In the items below, reproduce everything from the line containing "Every instance of the white flower" down to the line containing "x=928 y=311", both ends included, with the requests kept unchanged. Multiply each x and y coordinate in the answers by 0.9 and round to whole numbers, with halves rounding up.
-- START --
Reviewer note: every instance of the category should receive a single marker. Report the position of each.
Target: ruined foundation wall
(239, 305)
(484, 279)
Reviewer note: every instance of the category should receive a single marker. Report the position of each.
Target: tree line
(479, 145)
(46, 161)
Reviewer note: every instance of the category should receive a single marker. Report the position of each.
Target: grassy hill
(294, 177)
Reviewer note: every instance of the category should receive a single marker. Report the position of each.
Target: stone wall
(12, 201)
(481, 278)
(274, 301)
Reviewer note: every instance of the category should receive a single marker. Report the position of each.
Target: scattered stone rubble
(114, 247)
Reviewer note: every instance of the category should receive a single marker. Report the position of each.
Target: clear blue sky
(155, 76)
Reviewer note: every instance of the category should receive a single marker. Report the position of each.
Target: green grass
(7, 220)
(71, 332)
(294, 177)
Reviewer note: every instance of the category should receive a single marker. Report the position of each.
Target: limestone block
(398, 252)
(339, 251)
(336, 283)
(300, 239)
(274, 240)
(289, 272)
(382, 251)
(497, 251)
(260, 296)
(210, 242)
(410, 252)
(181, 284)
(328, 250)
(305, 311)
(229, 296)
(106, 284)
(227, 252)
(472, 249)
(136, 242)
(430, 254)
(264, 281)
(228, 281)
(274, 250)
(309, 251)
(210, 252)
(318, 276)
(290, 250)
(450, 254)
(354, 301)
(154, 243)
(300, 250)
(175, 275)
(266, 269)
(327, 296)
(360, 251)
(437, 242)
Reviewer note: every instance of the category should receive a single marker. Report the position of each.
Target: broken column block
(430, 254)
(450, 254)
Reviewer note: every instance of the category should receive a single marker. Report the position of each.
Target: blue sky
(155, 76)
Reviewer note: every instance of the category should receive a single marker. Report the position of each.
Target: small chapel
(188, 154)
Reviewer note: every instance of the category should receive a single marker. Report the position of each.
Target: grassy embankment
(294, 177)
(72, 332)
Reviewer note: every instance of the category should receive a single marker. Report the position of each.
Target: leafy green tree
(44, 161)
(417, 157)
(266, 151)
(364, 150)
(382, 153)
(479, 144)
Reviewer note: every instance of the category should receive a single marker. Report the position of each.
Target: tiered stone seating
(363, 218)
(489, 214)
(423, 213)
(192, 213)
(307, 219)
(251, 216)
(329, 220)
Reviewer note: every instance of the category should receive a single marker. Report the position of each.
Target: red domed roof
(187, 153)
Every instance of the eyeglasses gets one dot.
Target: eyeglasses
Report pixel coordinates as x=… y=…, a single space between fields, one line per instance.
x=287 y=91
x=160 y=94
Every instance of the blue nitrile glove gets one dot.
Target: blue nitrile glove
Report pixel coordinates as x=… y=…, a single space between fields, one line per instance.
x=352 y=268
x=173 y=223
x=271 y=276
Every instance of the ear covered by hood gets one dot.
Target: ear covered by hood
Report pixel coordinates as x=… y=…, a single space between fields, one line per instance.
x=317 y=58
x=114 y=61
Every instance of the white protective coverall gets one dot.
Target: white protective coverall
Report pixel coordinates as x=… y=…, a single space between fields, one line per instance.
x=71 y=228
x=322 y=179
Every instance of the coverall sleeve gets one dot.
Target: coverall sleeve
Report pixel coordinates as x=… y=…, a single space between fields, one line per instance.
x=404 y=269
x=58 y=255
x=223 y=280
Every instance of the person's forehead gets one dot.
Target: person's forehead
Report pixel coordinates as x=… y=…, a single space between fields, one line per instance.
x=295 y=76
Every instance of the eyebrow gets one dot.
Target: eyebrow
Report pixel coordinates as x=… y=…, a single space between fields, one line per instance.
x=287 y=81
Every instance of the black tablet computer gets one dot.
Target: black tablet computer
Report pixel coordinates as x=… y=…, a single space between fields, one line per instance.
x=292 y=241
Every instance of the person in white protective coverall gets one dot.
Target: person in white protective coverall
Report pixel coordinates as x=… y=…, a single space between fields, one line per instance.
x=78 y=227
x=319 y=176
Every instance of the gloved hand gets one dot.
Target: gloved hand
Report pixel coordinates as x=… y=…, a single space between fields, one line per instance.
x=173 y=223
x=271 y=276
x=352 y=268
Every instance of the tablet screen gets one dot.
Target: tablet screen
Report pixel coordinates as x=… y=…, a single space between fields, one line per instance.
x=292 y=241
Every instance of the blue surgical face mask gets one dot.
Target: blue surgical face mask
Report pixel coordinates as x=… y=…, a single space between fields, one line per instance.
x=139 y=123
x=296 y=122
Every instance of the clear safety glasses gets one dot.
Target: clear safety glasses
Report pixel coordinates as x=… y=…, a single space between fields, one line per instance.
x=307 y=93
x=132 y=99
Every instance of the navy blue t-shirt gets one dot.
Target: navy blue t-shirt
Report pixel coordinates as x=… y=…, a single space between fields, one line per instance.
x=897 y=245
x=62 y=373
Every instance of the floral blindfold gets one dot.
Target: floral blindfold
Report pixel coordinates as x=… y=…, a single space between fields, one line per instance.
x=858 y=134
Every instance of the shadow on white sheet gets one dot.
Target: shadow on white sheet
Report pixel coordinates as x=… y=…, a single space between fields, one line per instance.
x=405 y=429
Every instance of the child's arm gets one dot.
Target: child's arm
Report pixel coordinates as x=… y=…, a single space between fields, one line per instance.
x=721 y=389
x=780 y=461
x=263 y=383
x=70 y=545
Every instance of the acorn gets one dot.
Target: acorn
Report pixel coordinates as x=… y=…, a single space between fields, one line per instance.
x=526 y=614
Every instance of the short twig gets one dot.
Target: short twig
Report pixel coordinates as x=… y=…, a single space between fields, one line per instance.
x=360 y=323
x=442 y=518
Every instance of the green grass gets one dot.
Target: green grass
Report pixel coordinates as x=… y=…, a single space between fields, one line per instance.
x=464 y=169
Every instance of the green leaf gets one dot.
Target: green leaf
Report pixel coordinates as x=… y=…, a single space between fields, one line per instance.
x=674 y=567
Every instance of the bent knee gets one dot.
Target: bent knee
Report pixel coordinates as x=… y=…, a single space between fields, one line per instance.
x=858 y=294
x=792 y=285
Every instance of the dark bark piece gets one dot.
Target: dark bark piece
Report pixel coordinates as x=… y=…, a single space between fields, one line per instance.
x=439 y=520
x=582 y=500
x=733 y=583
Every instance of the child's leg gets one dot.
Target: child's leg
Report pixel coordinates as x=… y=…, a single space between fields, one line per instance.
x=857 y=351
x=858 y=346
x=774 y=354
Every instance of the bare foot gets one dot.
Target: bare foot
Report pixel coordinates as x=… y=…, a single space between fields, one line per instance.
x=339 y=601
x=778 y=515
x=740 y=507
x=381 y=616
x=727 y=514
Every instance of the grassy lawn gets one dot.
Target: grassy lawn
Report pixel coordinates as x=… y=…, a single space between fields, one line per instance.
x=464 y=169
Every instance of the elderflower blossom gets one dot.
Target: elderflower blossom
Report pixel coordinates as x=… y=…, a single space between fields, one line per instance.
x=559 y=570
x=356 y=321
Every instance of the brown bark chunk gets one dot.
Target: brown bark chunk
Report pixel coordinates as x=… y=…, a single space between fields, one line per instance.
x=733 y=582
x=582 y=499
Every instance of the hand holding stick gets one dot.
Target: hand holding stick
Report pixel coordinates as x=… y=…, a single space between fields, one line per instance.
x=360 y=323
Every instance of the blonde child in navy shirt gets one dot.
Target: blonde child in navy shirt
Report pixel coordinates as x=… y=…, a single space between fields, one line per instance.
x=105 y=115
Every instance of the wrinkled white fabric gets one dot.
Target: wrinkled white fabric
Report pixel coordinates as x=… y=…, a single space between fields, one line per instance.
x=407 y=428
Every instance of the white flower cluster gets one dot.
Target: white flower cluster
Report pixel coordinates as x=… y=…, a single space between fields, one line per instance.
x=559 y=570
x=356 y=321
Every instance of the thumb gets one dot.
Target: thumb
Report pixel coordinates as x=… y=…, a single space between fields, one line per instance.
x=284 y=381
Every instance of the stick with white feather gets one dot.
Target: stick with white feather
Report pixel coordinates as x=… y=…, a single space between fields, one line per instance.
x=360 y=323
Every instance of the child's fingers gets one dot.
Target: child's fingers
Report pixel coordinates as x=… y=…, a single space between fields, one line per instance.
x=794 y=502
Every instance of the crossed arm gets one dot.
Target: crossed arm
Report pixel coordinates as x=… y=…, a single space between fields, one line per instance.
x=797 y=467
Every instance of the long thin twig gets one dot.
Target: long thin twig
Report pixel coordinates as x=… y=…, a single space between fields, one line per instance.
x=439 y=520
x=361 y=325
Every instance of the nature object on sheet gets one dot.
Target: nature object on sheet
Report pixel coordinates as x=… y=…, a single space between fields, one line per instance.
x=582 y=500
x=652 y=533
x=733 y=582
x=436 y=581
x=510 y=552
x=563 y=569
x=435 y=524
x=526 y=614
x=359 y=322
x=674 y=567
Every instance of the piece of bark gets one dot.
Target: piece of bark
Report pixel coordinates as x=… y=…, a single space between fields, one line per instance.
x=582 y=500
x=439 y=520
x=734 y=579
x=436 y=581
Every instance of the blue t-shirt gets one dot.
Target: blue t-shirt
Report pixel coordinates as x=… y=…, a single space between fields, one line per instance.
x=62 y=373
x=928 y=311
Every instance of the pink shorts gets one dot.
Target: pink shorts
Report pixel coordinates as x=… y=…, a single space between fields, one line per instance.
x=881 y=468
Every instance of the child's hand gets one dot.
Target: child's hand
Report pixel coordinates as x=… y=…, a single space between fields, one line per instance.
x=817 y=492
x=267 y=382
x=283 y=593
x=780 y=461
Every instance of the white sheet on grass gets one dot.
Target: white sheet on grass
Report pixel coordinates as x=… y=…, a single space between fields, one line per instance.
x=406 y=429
-- END --
*FULL SOLUTION*:
Every instance of the white flower cluster gets one dot.
Target: white flower cluster
Report pixel coordinates as x=… y=…, a single space between fields, one line per instance.
x=503 y=513
x=320 y=289
Every instance of the thumb gets one dot.
Target: thumb
Report pixel coordinates as x=… y=…, a single space between fields, one line per instance.
x=256 y=343
Every instance of the stick with white feather gets one dot.
Target: stick with white feather
Report pixel coordinates as x=… y=…, a single space between fields, one line per instance.
x=324 y=291
Every instance of the child's fingers gets one dot.
Target: child's fingers
Report pixel coordinates as x=… y=…, a single space between fields, one line per instance.
x=715 y=452
Every instance of the crossed arm gets one dot.
Target: crossed arm
Report pixel coordinates as x=… y=…, a single space between fields, one line per instance.
x=717 y=420
Every instance of the long thin twig gets one dot.
Target: long thin twig
Report pixel coordinates as x=… y=…, a single space between fields, one line per instance.
x=395 y=468
x=325 y=293
Every instance of the nature object on sheet gets one dot.
Target: nature object on sheet
Report pixel coordinates as x=… y=…, a single space between fields, one line per instance.
x=524 y=450
x=587 y=480
x=660 y=524
x=392 y=523
x=459 y=497
x=507 y=512
x=392 y=472
x=473 y=553
x=323 y=290
x=607 y=510
Every instance of the piece of bark gets one dot.
Target: piece of bark
Report pixel coordinates as x=… y=…, a single space between fields, one line per instance.
x=524 y=450
x=395 y=468
x=661 y=521
x=392 y=523
Every instance of the blue t-shirt gets one dot.
Target: blue t-shirt
Report pixel coordinates as x=… y=…, a single space between fields, one line per instance.
x=56 y=336
x=835 y=280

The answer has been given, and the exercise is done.